«Выбора? У вас нет выбора? — иронически вопрошает Шпигельберг. — А не хотите ли сидеть в долговой яме и забавлять друг дружку веселыми анекдотами?.. Не то можете потеть с мотыгой и заступом в руках из-за куска черствого хлеба! Или с жалостной песней вымаливать под чужими окнами тощую милостыню! Можно также облечься в серое сукно, ...а там, повинуясь самодуру-капралу, пройти все муки чистилища или в такт барабану прогуляться под свист шпицрутенов!.. А вы говорите: выбора нет! Да выбирайте любое!»
Как ни отличается Карл — силою духа, моральным пафосом, политическими идеалами (пусть они смутны и противоречивы!) — от пройдохи Шпигельберга и прочих «распутных молодых людей, позднее разбойников», нельзя не помнить, что и перед ним, не в меньшей мере, чем перед его товарищами, не было теперь выбора. (На деле, конечно, так только казалось Карлу, поскольку он не чуял обмана в письме коварного брата.)
И все же решение стать разбойником, уйти в богемские леса, не было для Карла Моора одним лишь актом отчаяния. Несправедливость, которую он претерпел, для него — красноречивейший обвинительный материал против лицемерного века, породившего людей, «чьи слезы — вода, чьи сердца — железо», главный довод, позволяющий ему смотреть на себя и свою шайку как на «карающих ангелов», призванных восстановить на земле поруганную «божественную справедливость», «Этот рубин, — воскликнет он в сознании своей правоты, своей причастности к «высшей премудрости», — снят с пальца одного министра... Падение предшественника послужило ему ступенью к высоким почестям; он всплыл на слезах обобранных сирот. Этот алмаз я снял с одного советника, который продавал почетные чины и должности... и прогонял от своих дверей скорбящего о родине патриота. Этот агат я ношу в память о гнусном попе, которого я придушил собственными руками за то, что он в своей проповеди плакался на упадок инквизиции».

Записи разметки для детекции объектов
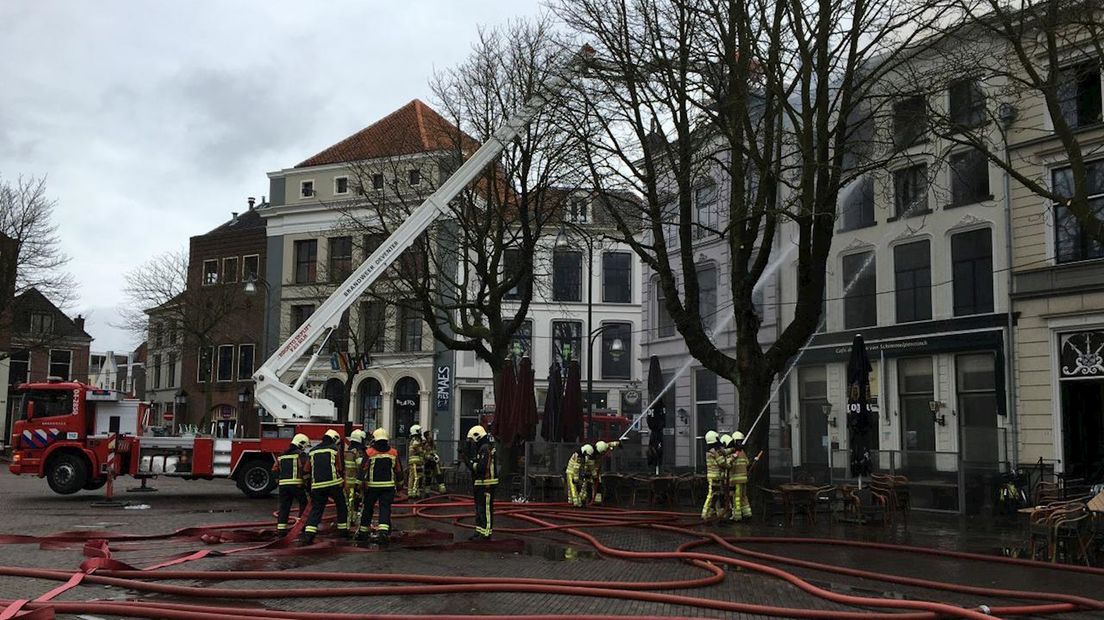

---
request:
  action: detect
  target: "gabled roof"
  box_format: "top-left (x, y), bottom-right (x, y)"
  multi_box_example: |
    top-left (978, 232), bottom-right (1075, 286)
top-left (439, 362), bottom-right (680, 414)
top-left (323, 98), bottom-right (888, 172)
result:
top-left (296, 99), bottom-right (478, 168)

## [Условие задачи 1]
С кого, по словам Карла в тексте о Карле Мооре, снят рубин?
## [Условие задачи 2]
Пожалуйста, перепишите дословно часть текста о Карле Мооре: всё, начиная с «Как ни отличается» и до «письме коварного брата.)» включительно.

## [Решение 1]
Рубин снят с пальца одного министра.

## [Решение 2]
Как ни отличается Карл — силою духа, моральным пафосом, политическими идеалами (пусть они смутны и противоречивы!) — от пройдохи Шпигельберга и прочих «распутных молодых людей, позднее разбойников», нельзя не помнить, что и перед ним, не в меньшей мере, чем перед его товарищами, не было теперь выбора. (На деле, конечно, так только казалось Карлу, поскольку он не чуял обмана в письме коварного брата.)